> Exercise passage:

[Start of section]

Short steps on how to read a paper. Part 9: Randomisation and allocation concealment.
This week’s short step to reading a paper is on randomisation and allocation concealment. I hope that it supplements the information in our post on the method of a paper.
Investigators use these methods to minimise selection bias in a trial. In effect, they make it tricky for the operators to influence the treatment allocation to participants. I will not go into the theory behind the methods but I shall try to simply explain these concepts. The most crucial point is that the authors should clearly state their randomisation and allocation concealment methods. If they do not do this, then you may conclude that the study is at risk of bias.
Let’s look at randomisation first.
Investigators randomise treatments to produce an unpredictable sequence of allocations. As a result, they allocated treatment by chance. Importantly, it is not influenced by the operator. There are several methods of randomisation.
Simple: This is equivalent to fair coin tossing. However, its main drawback is that the group sizes may be unbalanced. Furthermore, there may be differences in gender between groups.
There are two solutions to this problem. These are:
Permuted block randomisation: Investigators do this to keep the sizes of the treatment groups similar.

[End of section]

> Saved data entries:
[Start of section]

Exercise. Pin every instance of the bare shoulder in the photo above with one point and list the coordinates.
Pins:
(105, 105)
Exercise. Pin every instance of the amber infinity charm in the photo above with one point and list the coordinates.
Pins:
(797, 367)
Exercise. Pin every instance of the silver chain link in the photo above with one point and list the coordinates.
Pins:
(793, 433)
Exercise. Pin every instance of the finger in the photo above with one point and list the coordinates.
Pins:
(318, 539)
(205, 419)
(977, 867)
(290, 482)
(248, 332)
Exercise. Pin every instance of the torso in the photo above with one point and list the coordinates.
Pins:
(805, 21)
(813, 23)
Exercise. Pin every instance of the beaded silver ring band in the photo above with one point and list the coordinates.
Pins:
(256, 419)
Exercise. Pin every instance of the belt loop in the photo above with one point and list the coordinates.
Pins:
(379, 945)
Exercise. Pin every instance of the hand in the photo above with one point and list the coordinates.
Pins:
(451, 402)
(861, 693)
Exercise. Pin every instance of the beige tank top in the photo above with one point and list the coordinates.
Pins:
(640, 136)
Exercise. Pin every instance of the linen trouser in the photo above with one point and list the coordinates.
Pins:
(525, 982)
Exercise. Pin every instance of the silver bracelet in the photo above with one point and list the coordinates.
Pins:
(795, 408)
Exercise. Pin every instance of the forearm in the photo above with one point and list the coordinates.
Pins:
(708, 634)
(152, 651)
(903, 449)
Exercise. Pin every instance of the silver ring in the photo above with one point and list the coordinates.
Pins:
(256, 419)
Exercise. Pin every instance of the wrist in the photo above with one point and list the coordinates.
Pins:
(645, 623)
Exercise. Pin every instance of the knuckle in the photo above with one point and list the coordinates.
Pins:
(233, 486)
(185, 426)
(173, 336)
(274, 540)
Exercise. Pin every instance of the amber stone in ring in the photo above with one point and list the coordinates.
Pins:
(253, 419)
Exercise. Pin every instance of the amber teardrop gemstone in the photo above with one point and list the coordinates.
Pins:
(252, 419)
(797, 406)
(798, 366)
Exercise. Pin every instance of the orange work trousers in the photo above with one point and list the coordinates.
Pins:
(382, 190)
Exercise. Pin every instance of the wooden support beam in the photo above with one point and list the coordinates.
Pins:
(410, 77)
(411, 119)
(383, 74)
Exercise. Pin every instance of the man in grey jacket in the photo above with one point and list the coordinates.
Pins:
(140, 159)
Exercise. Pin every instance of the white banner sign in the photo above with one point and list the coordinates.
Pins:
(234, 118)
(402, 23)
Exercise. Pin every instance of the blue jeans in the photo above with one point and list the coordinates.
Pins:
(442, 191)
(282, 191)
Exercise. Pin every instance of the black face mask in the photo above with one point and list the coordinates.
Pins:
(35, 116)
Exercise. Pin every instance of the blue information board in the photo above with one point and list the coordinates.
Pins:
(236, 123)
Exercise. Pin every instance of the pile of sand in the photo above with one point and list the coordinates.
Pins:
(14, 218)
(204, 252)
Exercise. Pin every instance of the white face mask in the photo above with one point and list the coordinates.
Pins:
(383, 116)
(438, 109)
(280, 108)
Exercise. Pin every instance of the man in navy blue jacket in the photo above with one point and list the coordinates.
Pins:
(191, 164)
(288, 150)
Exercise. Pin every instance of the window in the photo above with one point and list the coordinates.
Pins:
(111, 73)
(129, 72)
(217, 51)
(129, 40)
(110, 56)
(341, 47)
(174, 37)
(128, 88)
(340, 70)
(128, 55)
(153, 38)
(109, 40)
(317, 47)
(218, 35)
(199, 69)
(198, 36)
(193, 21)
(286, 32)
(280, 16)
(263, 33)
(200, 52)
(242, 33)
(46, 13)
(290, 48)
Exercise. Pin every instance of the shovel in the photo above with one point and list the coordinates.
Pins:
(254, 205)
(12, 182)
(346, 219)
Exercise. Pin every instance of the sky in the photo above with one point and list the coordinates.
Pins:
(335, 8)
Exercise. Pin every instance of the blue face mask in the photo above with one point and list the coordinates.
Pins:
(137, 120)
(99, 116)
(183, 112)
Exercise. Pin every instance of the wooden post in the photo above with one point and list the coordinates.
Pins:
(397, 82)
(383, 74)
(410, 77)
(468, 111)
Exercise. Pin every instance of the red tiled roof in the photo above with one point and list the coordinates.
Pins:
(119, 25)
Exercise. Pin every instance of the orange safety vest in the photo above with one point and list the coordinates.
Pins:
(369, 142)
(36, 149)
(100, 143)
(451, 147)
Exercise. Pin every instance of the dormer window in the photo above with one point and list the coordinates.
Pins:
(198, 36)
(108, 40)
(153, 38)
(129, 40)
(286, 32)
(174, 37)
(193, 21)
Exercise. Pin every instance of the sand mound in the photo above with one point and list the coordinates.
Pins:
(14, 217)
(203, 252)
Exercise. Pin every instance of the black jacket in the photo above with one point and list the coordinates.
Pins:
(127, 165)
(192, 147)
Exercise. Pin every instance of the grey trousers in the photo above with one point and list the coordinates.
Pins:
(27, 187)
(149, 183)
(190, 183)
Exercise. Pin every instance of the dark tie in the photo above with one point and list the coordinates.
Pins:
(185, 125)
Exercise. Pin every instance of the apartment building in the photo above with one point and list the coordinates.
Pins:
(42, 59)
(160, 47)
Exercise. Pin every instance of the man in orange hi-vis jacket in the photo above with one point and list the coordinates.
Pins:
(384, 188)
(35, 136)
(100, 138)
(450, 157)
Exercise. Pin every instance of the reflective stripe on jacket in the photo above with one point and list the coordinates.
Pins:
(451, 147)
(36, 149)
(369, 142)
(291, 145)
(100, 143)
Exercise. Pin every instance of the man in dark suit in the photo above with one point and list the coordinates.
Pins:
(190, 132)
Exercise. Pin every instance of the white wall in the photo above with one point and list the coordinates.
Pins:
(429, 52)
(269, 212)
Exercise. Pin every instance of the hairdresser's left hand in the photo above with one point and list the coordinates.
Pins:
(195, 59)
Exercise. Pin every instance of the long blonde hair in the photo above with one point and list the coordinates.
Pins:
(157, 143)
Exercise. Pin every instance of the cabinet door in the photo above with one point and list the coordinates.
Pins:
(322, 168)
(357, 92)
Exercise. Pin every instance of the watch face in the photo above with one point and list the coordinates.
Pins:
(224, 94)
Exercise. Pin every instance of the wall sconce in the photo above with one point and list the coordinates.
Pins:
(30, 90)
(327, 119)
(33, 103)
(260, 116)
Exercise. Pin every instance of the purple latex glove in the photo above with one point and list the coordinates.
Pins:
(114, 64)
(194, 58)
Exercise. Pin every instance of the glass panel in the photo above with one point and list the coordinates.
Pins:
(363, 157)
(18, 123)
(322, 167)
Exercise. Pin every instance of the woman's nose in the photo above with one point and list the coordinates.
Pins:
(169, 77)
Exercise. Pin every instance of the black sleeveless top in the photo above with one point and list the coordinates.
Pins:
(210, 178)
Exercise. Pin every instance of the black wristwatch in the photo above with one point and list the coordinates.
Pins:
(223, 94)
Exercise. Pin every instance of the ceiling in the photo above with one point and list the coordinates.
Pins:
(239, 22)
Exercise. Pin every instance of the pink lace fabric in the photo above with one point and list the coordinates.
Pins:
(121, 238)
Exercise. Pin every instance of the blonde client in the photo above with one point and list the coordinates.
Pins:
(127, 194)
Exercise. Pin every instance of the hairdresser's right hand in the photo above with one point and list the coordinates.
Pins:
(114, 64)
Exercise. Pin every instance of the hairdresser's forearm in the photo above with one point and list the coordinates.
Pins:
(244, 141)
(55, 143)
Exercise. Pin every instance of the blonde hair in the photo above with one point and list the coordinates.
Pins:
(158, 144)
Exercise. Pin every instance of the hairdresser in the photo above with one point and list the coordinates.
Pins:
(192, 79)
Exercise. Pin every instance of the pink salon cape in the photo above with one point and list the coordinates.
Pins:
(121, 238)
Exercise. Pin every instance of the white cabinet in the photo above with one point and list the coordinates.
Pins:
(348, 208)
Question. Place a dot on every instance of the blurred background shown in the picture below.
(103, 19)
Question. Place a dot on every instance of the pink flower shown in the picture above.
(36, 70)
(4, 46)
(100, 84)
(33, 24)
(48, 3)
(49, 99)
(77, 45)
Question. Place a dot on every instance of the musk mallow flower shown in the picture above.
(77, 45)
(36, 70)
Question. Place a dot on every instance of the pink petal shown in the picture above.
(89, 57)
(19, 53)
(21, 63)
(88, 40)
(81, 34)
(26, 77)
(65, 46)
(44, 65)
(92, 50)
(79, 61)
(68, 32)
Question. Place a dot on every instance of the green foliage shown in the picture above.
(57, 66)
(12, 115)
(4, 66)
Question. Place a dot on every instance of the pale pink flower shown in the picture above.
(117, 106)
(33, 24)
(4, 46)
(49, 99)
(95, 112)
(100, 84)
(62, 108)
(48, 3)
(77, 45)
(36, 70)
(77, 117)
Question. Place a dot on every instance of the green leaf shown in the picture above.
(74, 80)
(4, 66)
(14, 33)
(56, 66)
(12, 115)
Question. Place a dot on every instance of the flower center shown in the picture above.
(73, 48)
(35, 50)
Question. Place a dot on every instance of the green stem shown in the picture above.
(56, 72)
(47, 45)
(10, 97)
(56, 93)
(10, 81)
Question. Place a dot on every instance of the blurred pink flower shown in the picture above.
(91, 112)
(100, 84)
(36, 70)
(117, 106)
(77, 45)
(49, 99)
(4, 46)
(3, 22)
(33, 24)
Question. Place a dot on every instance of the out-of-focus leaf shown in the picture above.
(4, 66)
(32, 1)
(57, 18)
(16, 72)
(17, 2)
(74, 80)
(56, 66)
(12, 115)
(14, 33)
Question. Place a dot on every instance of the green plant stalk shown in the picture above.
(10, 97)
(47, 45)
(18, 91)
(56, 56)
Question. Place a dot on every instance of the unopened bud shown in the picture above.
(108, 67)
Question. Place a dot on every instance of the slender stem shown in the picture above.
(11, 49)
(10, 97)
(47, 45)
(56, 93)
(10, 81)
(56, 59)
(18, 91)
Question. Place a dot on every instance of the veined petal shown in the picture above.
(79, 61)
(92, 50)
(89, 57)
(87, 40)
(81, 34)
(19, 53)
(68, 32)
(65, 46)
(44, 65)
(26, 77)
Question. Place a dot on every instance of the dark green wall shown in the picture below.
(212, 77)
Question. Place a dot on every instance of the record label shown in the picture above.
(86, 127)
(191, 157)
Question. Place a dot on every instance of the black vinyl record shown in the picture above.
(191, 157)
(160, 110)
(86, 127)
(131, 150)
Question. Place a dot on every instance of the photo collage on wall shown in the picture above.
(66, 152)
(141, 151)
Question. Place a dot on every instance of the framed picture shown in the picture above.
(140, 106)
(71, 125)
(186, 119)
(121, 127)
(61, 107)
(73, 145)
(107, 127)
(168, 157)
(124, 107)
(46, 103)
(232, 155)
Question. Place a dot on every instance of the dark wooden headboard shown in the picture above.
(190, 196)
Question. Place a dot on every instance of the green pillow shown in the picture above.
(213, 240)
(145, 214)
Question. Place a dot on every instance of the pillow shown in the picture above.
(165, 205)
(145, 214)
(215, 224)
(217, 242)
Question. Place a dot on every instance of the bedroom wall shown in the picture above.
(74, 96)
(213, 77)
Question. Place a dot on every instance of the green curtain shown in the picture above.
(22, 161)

[End of section]

> What is expected:
Copy the passage on randomization and allocation concealment, starting at "Simple: This is" and ending at "gender between groups.". Change "unbalanced" to "uneven".

> Reply to the exercise:
Simple: This is equivalent to fair coin tossing. However, its main drawback is that the group sizes may be uneven. Furthermore, there may be differences in gender between groups.